---------- DATA FOR REVIEW ----------

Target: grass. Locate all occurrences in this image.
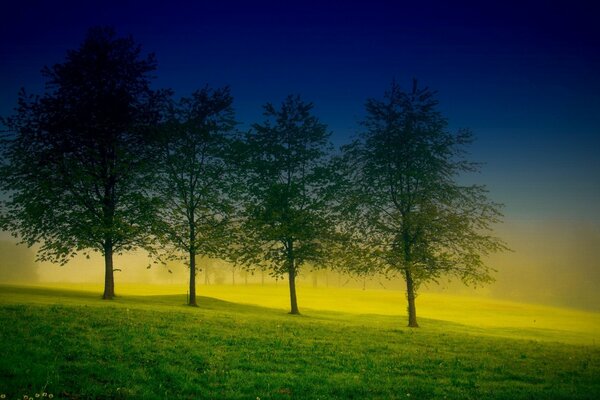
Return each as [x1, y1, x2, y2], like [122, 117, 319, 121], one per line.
[0, 283, 599, 399]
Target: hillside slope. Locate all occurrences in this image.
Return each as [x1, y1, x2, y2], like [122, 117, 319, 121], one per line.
[0, 284, 598, 399]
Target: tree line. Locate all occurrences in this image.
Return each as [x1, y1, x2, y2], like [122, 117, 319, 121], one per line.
[0, 27, 507, 327]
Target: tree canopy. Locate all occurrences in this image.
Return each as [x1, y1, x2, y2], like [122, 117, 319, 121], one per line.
[0, 26, 507, 319]
[338, 80, 507, 327]
[156, 86, 237, 306]
[0, 26, 164, 299]
[236, 95, 335, 314]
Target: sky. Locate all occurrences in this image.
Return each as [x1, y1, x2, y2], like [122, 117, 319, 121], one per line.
[0, 0, 599, 307]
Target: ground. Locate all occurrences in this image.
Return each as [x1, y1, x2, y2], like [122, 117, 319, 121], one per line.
[0, 283, 598, 399]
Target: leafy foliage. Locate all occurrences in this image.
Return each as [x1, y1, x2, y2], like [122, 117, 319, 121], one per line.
[156, 86, 237, 304]
[0, 27, 164, 297]
[236, 95, 334, 313]
[338, 80, 508, 325]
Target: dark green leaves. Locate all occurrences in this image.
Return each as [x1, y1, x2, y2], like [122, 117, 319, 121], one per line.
[155, 86, 238, 261]
[339, 80, 508, 286]
[237, 95, 335, 276]
[0, 27, 163, 264]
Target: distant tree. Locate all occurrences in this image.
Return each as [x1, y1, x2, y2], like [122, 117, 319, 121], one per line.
[338, 80, 507, 327]
[0, 27, 165, 299]
[156, 87, 236, 306]
[237, 95, 334, 314]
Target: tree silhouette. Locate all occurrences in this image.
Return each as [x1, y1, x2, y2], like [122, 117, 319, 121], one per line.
[338, 80, 508, 327]
[156, 86, 237, 306]
[0, 27, 164, 299]
[237, 95, 334, 314]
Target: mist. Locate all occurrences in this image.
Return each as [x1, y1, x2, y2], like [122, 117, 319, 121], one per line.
[1, 219, 598, 311]
[484, 219, 600, 311]
[421, 219, 600, 311]
[0, 240, 38, 283]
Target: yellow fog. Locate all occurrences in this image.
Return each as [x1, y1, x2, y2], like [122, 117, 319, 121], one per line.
[9, 282, 599, 345]
[1, 218, 599, 312]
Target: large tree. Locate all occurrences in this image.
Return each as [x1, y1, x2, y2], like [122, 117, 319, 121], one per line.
[157, 86, 236, 306]
[339, 80, 507, 327]
[238, 95, 334, 314]
[0, 27, 164, 299]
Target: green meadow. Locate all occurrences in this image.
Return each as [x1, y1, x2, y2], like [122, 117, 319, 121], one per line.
[0, 284, 599, 399]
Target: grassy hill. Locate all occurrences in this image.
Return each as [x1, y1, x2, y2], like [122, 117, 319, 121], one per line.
[0, 283, 599, 399]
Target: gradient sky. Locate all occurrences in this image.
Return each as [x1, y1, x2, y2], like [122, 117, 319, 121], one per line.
[1, 0, 599, 224]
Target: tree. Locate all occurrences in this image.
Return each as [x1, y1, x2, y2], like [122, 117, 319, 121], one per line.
[156, 87, 236, 306]
[238, 95, 334, 314]
[339, 80, 507, 327]
[0, 27, 164, 299]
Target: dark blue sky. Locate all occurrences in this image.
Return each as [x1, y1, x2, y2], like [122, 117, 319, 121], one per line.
[1, 0, 599, 222]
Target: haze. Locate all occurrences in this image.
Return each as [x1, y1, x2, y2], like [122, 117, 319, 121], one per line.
[2, 217, 599, 311]
[1, 1, 599, 311]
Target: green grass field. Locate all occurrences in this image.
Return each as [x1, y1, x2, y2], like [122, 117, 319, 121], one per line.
[0, 283, 599, 399]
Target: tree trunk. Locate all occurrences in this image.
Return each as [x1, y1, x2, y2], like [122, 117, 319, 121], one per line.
[405, 269, 419, 327]
[102, 241, 115, 300]
[188, 213, 197, 306]
[288, 268, 299, 314]
[189, 250, 197, 306]
[287, 240, 300, 314]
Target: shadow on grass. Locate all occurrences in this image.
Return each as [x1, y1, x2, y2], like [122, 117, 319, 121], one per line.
[0, 283, 104, 300]
[1, 284, 594, 346]
[0, 284, 299, 318]
[0, 284, 415, 328]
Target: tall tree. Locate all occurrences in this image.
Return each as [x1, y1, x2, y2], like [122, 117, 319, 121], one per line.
[339, 80, 507, 327]
[0, 27, 164, 299]
[157, 87, 236, 306]
[238, 95, 333, 314]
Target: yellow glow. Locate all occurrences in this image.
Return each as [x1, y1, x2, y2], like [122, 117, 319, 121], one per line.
[19, 282, 600, 345]
[3, 218, 589, 313]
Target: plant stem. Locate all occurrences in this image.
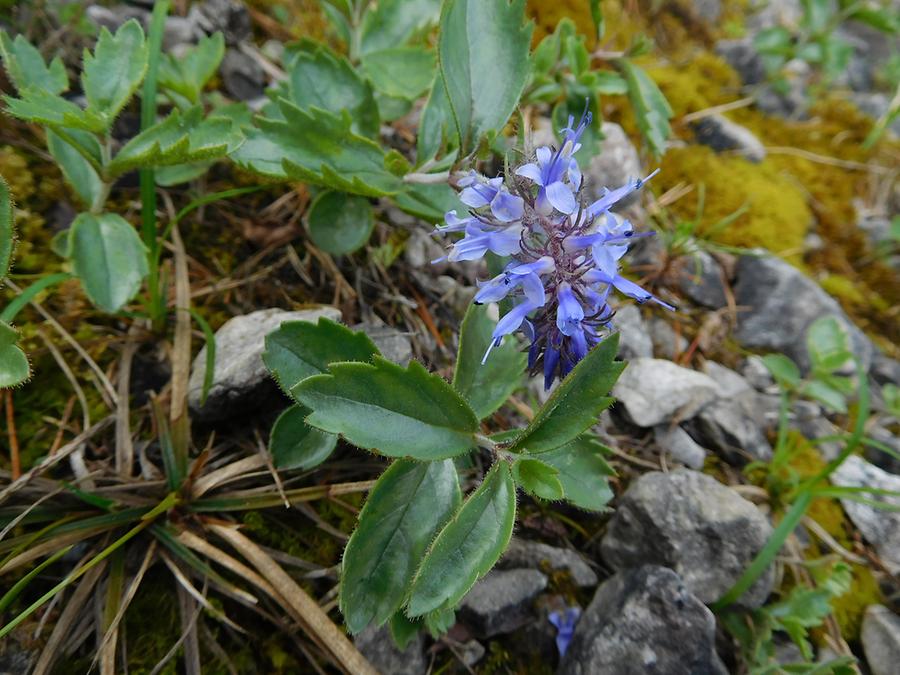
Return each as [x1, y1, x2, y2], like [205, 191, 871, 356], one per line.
[140, 0, 170, 332]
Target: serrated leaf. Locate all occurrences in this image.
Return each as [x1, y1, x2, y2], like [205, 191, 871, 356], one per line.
[0, 31, 67, 95]
[512, 458, 563, 500]
[262, 317, 379, 395]
[452, 303, 526, 420]
[617, 58, 672, 157]
[3, 87, 106, 132]
[158, 32, 224, 105]
[389, 611, 422, 650]
[108, 106, 242, 177]
[359, 0, 441, 55]
[438, 0, 533, 152]
[0, 320, 29, 388]
[69, 213, 148, 313]
[341, 459, 461, 633]
[0, 174, 14, 280]
[232, 102, 404, 197]
[307, 191, 375, 255]
[407, 462, 516, 615]
[284, 41, 379, 138]
[537, 435, 614, 511]
[509, 334, 624, 454]
[293, 357, 479, 460]
[393, 182, 465, 224]
[361, 47, 436, 100]
[154, 161, 215, 186]
[82, 19, 148, 130]
[269, 404, 338, 470]
[424, 607, 455, 637]
[47, 130, 103, 208]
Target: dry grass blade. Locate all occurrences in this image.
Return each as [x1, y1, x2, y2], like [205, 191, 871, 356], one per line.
[0, 485, 64, 543]
[192, 455, 268, 498]
[115, 330, 140, 477]
[148, 583, 205, 675]
[32, 555, 107, 675]
[160, 550, 246, 633]
[209, 523, 377, 675]
[0, 417, 113, 505]
[177, 529, 274, 600]
[0, 529, 108, 574]
[170, 224, 192, 453]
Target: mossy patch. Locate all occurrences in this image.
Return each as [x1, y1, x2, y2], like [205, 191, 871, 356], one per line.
[656, 146, 811, 258]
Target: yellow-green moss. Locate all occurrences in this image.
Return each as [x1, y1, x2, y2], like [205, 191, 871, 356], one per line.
[831, 564, 883, 642]
[656, 146, 811, 258]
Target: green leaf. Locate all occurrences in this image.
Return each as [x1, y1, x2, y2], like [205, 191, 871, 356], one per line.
[417, 74, 455, 162]
[424, 607, 456, 637]
[69, 213, 149, 313]
[284, 41, 379, 138]
[393, 182, 465, 224]
[806, 316, 852, 374]
[848, 7, 900, 33]
[154, 161, 215, 186]
[232, 102, 404, 197]
[0, 320, 29, 387]
[108, 106, 242, 177]
[307, 191, 375, 255]
[762, 353, 801, 389]
[262, 317, 379, 395]
[269, 404, 338, 470]
[361, 47, 436, 100]
[341, 458, 461, 633]
[594, 70, 628, 94]
[158, 32, 224, 104]
[359, 0, 442, 55]
[0, 31, 67, 95]
[452, 303, 526, 420]
[512, 458, 563, 500]
[617, 58, 672, 157]
[389, 611, 422, 650]
[537, 435, 614, 511]
[407, 461, 516, 615]
[3, 87, 106, 133]
[82, 19, 149, 130]
[437, 0, 533, 152]
[509, 334, 623, 454]
[590, 0, 605, 39]
[801, 380, 847, 414]
[293, 357, 479, 460]
[0, 174, 14, 280]
[47, 130, 104, 208]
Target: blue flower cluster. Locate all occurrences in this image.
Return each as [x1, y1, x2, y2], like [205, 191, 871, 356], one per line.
[436, 111, 674, 389]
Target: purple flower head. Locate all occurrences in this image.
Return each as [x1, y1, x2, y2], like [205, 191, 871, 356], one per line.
[434, 115, 674, 388]
[549, 606, 582, 657]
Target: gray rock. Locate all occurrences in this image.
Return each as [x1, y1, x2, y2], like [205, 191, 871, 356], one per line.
[862, 604, 900, 675]
[741, 355, 774, 391]
[459, 568, 548, 638]
[755, 59, 810, 120]
[355, 625, 427, 675]
[86, 5, 147, 32]
[654, 424, 707, 469]
[405, 227, 447, 271]
[613, 305, 653, 360]
[354, 322, 413, 366]
[455, 640, 485, 667]
[585, 123, 643, 207]
[872, 353, 900, 387]
[693, 114, 766, 162]
[558, 566, 727, 675]
[832, 456, 900, 574]
[672, 251, 729, 309]
[648, 318, 688, 360]
[188, 0, 252, 44]
[613, 359, 719, 427]
[865, 426, 900, 474]
[601, 469, 775, 607]
[689, 364, 773, 463]
[690, 0, 722, 22]
[163, 16, 197, 51]
[745, 0, 803, 34]
[220, 48, 265, 101]
[0, 644, 33, 675]
[188, 306, 341, 419]
[733, 254, 873, 373]
[500, 538, 598, 587]
[715, 39, 766, 86]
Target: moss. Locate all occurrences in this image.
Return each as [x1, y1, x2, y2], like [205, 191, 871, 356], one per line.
[831, 564, 882, 642]
[656, 146, 812, 259]
[527, 0, 596, 46]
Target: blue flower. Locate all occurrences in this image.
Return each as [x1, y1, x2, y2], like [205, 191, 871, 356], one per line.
[441, 222, 524, 263]
[459, 172, 524, 222]
[474, 257, 554, 304]
[549, 606, 582, 657]
[482, 299, 540, 364]
[587, 169, 660, 218]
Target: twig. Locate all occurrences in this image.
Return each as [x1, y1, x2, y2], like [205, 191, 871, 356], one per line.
[681, 97, 755, 124]
[764, 145, 891, 174]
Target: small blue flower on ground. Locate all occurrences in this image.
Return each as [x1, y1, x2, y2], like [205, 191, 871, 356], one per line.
[549, 606, 582, 657]
[435, 109, 675, 388]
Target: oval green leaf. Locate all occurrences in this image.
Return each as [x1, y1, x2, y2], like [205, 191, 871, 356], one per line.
[512, 458, 563, 501]
[537, 435, 614, 511]
[293, 357, 479, 460]
[307, 191, 375, 256]
[407, 462, 516, 616]
[341, 458, 460, 633]
[269, 404, 338, 471]
[0, 320, 29, 387]
[69, 213, 149, 313]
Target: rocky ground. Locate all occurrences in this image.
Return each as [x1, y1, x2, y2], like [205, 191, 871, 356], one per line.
[0, 0, 899, 674]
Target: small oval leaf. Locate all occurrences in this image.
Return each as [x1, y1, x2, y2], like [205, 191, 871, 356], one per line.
[512, 458, 563, 501]
[269, 404, 338, 471]
[307, 191, 375, 255]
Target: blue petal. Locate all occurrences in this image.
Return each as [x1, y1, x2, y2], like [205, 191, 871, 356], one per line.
[520, 272, 546, 307]
[545, 181, 578, 214]
[490, 190, 524, 222]
[515, 162, 544, 185]
[543, 346, 560, 390]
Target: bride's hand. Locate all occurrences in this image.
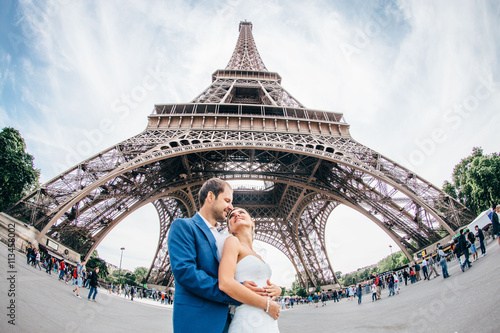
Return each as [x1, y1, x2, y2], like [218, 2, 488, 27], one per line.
[264, 279, 282, 299]
[266, 299, 280, 320]
[242, 280, 267, 296]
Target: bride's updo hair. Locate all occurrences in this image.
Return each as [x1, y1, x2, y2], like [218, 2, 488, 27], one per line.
[227, 207, 255, 237]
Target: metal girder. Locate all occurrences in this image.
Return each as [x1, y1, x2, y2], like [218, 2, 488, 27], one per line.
[8, 130, 474, 288]
[6, 21, 475, 290]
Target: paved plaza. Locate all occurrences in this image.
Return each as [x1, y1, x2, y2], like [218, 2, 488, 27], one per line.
[1, 240, 499, 333]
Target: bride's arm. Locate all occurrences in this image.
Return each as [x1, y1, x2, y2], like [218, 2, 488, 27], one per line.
[219, 236, 279, 319]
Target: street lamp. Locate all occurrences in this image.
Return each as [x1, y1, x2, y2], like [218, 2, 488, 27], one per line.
[118, 247, 125, 285]
[389, 245, 395, 268]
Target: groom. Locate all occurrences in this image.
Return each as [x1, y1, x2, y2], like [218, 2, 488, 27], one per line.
[168, 178, 280, 333]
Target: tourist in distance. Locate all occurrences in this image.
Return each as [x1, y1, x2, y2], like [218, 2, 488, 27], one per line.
[409, 267, 416, 284]
[356, 284, 363, 305]
[414, 261, 421, 281]
[421, 257, 429, 280]
[492, 205, 500, 246]
[34, 249, 42, 270]
[58, 259, 66, 281]
[457, 229, 472, 271]
[402, 269, 409, 286]
[467, 229, 478, 262]
[437, 245, 450, 278]
[72, 260, 86, 298]
[371, 281, 377, 302]
[475, 225, 486, 257]
[426, 254, 440, 279]
[167, 178, 281, 333]
[387, 275, 395, 297]
[375, 274, 382, 299]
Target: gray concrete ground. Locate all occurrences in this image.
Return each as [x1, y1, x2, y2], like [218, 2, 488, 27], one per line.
[1, 239, 499, 333]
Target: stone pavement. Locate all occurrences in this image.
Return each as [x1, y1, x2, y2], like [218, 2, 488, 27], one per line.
[1, 239, 499, 333]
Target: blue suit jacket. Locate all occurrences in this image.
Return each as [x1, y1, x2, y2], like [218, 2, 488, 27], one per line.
[168, 213, 236, 333]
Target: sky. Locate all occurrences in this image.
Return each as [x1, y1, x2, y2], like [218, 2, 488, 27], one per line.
[1, 0, 499, 288]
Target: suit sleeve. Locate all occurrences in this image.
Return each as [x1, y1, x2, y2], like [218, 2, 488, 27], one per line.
[167, 218, 237, 305]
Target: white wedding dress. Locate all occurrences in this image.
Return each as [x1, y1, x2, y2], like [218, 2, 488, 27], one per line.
[228, 255, 280, 333]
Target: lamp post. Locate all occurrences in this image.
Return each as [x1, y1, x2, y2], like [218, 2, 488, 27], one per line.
[118, 247, 125, 285]
[389, 245, 394, 268]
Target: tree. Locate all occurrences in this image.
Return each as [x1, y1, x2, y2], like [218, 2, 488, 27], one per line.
[443, 147, 500, 215]
[0, 127, 40, 211]
[134, 267, 148, 284]
[109, 269, 138, 286]
[85, 250, 109, 279]
[296, 288, 308, 297]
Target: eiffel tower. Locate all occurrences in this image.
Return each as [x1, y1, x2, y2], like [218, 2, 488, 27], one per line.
[8, 21, 473, 288]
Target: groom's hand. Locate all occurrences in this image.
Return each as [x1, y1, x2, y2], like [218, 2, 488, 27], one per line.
[242, 281, 267, 296]
[264, 279, 282, 299]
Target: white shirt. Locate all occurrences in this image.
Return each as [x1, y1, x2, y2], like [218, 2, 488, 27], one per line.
[198, 213, 231, 261]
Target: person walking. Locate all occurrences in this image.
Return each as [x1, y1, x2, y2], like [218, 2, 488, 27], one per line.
[492, 205, 500, 246]
[414, 262, 421, 281]
[356, 284, 362, 305]
[475, 225, 486, 257]
[437, 245, 450, 278]
[72, 260, 86, 298]
[421, 258, 429, 280]
[26, 244, 32, 265]
[375, 275, 382, 300]
[388, 276, 395, 297]
[371, 282, 377, 302]
[45, 256, 53, 275]
[34, 250, 42, 270]
[402, 269, 409, 286]
[332, 290, 338, 303]
[58, 260, 66, 281]
[409, 267, 415, 284]
[393, 273, 400, 295]
[87, 267, 99, 302]
[467, 229, 478, 262]
[457, 229, 472, 271]
[427, 254, 440, 279]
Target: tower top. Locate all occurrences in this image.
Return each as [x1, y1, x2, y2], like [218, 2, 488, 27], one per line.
[225, 21, 268, 71]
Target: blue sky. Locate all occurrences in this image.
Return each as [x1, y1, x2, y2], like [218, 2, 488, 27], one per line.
[1, 0, 499, 288]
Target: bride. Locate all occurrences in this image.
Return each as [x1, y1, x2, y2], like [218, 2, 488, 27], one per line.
[219, 207, 281, 332]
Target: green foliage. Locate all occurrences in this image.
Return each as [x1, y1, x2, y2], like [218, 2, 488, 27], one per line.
[133, 267, 148, 284]
[443, 147, 500, 215]
[339, 251, 409, 286]
[296, 288, 308, 297]
[109, 269, 138, 286]
[122, 271, 137, 286]
[0, 127, 40, 211]
[85, 251, 109, 279]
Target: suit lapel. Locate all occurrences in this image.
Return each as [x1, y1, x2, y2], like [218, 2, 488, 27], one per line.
[193, 213, 220, 262]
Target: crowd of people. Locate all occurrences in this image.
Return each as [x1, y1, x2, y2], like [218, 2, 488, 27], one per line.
[24, 243, 176, 305]
[104, 283, 174, 305]
[25, 246, 102, 301]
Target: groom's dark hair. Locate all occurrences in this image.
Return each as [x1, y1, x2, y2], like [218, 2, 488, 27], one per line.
[199, 178, 232, 207]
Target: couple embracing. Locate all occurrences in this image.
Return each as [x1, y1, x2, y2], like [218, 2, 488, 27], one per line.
[167, 178, 281, 333]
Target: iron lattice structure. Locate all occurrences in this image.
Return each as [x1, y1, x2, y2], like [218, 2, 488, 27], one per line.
[8, 22, 474, 288]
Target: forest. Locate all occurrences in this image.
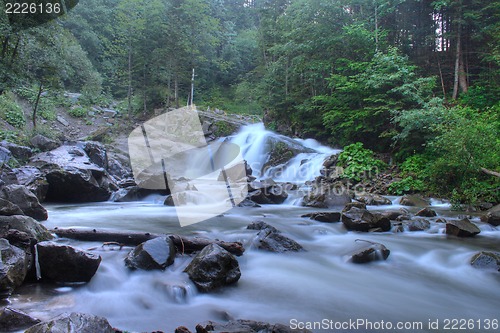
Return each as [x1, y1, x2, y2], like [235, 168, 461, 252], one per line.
[1, 0, 499, 205]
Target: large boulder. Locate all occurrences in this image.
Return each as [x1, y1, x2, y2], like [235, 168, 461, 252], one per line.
[252, 227, 303, 253]
[79, 141, 108, 169]
[0, 197, 23, 216]
[341, 207, 391, 232]
[30, 145, 118, 202]
[480, 204, 500, 226]
[347, 241, 390, 264]
[399, 195, 429, 207]
[24, 312, 115, 333]
[125, 236, 176, 270]
[355, 194, 392, 206]
[12, 166, 49, 202]
[407, 219, 431, 231]
[415, 207, 437, 217]
[35, 242, 101, 282]
[0, 307, 40, 332]
[0, 238, 29, 297]
[29, 135, 59, 152]
[301, 212, 341, 223]
[0, 215, 53, 243]
[0, 141, 33, 162]
[470, 252, 500, 271]
[0, 146, 12, 165]
[446, 218, 481, 237]
[0, 185, 47, 220]
[184, 244, 241, 292]
[248, 180, 288, 204]
[302, 181, 351, 208]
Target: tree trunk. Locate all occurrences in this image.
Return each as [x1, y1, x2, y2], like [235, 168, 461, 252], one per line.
[32, 83, 43, 129]
[143, 63, 147, 115]
[174, 75, 179, 108]
[127, 40, 132, 118]
[452, 2, 467, 100]
[51, 228, 245, 256]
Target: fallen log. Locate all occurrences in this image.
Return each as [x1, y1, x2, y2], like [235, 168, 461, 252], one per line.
[52, 228, 244, 256]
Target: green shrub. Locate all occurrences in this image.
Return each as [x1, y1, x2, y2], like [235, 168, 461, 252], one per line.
[338, 142, 386, 182]
[68, 106, 87, 118]
[0, 93, 25, 128]
[388, 176, 425, 195]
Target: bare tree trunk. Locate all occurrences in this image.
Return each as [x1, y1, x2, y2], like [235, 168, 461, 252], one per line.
[174, 75, 179, 108]
[374, 0, 379, 52]
[437, 55, 447, 101]
[452, 2, 467, 100]
[32, 82, 43, 129]
[127, 40, 132, 118]
[143, 63, 147, 115]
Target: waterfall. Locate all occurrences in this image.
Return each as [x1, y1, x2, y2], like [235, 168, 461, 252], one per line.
[34, 244, 42, 280]
[230, 123, 340, 183]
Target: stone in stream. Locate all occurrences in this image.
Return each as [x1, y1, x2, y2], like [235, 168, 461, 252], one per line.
[247, 221, 278, 233]
[125, 236, 176, 270]
[341, 207, 391, 232]
[342, 201, 367, 212]
[0, 185, 47, 221]
[480, 204, 500, 226]
[399, 195, 429, 207]
[24, 312, 115, 333]
[445, 218, 481, 237]
[184, 244, 241, 292]
[12, 166, 49, 202]
[407, 219, 431, 231]
[348, 241, 390, 264]
[176, 326, 193, 333]
[248, 179, 288, 205]
[197, 319, 313, 333]
[0, 239, 29, 298]
[470, 252, 500, 271]
[35, 242, 101, 282]
[0, 215, 53, 243]
[301, 212, 341, 223]
[415, 207, 437, 217]
[250, 222, 304, 253]
[302, 180, 351, 208]
[355, 193, 392, 206]
[0, 307, 40, 332]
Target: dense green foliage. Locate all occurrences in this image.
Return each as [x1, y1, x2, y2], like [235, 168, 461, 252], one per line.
[338, 143, 386, 182]
[0, 0, 498, 204]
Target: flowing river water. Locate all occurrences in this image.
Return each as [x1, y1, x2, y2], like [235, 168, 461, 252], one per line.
[7, 124, 500, 332]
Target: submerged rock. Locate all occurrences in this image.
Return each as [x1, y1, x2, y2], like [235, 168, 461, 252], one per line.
[24, 312, 115, 333]
[301, 212, 341, 223]
[348, 241, 390, 264]
[341, 207, 391, 232]
[184, 244, 241, 292]
[445, 218, 481, 237]
[251, 224, 304, 253]
[470, 252, 500, 271]
[407, 219, 431, 231]
[0, 307, 40, 332]
[125, 236, 176, 270]
[247, 221, 278, 233]
[355, 194, 392, 206]
[399, 195, 429, 207]
[0, 185, 47, 221]
[36, 242, 101, 282]
[0, 239, 29, 298]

----------

— TASK STATEMENT —
In the entries above, restate word for word the lines between the one holding "Target: purple flower" and the one holding "Target: moss. Locate", inclusive, and nothing besides.

— WRITTEN SOLUTION —
Target: purple flower head. Locate all occurrences in this image.
Return each as [x1, y1, x2, y2], like [205, 191, 871, 356], one per line.
[434, 115, 674, 388]
[549, 606, 582, 657]
Target: gray rock. Locate all occurrences in this image.
Return each as [x1, y1, x2, y2], like [205, 191, 871, 356], one per line.
[862, 604, 900, 675]
[741, 355, 774, 391]
[459, 568, 548, 638]
[755, 59, 810, 120]
[355, 625, 427, 675]
[86, 5, 147, 32]
[654, 424, 707, 469]
[405, 227, 447, 271]
[613, 305, 653, 360]
[354, 322, 413, 366]
[455, 640, 485, 667]
[585, 123, 643, 207]
[872, 353, 900, 387]
[693, 114, 766, 162]
[558, 566, 727, 675]
[832, 456, 900, 574]
[672, 251, 729, 309]
[648, 318, 688, 360]
[188, 0, 252, 44]
[613, 359, 719, 427]
[865, 426, 900, 474]
[601, 469, 775, 607]
[689, 364, 773, 463]
[690, 0, 722, 22]
[163, 16, 197, 51]
[745, 0, 803, 34]
[220, 48, 265, 101]
[0, 644, 33, 675]
[188, 306, 341, 419]
[733, 254, 873, 373]
[500, 538, 598, 587]
[715, 39, 766, 86]
Target: moss. Locate all occurrences in this image.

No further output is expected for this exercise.